--- SET EXERCISE ---
In the note on non-controlling interests below, reproduce everything from "All intra-group balances, transactions" down to "full on consolidation.", word for word.

--- TEXT EXTRACT ---
Non-controlling interest in the net assets of consolidated subsidiaries is identified separately from
the Group's equity therein. The interests of non-controlling shareholders may be initially measured at
fair value or at the non-controlling interests' proportionate share of the fair value of the acquiree's identifiable net assets. The choice of measurement is made on an acquisition-by-acquisition basis. Subsequent to acquisition, the carrying amount of non-controlling interests is the amount of those interests at initial recognition plus the non-controlling interests' share of subsequent changes in equity. Total comprehensive loss is attributed to non-controlling interests even if this results in the non-controlling interests having a deficit balance.

 

All intra-group balances, transactions and any unrealised profits or losses arising from intra-group transactions are eliminated in full on consolidation.

 

Changes in the Group's ownership interests in existing subsidiaries

 

Changes in the Group's ownership interests in subsidiaries that do not result in the Group losing control over the subsidiaries are accounted for as equity transactions. The carrying amounts of the Group's interests and the non-controlling interests are adjusted to reflect the changes in their relative interests in the subsidiaries. Any difference between the amount by which the non-controlling interests are adjusted and the fair value of the consideration paid or received is recognised directly in equity and attributed to owners of the Company.

--- DATA SUPPLIED ---
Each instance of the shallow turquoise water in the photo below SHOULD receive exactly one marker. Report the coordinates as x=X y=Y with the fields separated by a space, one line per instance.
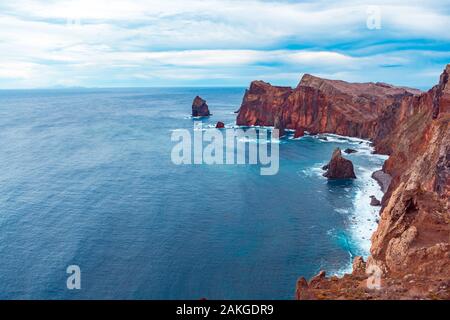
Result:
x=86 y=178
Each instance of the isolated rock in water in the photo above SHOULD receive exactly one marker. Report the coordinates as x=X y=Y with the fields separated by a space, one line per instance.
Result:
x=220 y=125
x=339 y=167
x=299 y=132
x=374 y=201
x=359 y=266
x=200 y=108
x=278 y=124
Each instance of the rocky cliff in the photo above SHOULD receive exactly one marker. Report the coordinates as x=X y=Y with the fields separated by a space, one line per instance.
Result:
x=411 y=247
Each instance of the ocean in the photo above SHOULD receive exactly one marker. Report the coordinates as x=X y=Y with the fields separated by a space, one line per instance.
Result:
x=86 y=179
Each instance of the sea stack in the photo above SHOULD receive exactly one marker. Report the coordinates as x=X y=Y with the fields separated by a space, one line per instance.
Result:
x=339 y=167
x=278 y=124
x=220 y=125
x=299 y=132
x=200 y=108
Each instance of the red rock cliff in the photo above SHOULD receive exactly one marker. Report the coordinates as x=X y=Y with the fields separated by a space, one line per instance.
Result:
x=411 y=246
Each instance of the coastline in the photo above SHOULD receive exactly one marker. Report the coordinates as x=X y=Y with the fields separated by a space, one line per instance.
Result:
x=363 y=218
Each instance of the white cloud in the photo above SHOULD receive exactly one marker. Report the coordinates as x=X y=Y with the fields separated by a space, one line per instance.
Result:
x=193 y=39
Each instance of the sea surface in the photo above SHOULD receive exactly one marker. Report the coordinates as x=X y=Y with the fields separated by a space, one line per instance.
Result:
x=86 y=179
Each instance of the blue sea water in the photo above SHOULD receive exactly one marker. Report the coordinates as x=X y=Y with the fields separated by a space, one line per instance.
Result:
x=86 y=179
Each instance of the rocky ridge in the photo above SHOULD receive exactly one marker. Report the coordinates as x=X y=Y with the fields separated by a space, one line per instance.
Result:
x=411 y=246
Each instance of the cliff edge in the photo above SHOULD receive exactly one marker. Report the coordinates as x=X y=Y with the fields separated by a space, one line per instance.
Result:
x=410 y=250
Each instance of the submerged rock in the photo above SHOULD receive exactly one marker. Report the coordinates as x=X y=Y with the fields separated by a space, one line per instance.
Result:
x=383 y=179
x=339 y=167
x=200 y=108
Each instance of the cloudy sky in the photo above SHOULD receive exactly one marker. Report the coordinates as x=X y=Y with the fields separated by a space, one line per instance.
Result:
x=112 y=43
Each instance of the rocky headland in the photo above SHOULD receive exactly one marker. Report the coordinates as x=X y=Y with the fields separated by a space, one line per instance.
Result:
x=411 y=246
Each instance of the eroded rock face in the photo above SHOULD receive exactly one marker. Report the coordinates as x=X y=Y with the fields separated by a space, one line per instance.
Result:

--- FULL RESPONSE ---
All intra-group balances, transactions and any unrealised profits or losses arising from intra-group transactions are eliminated in full on consolidation.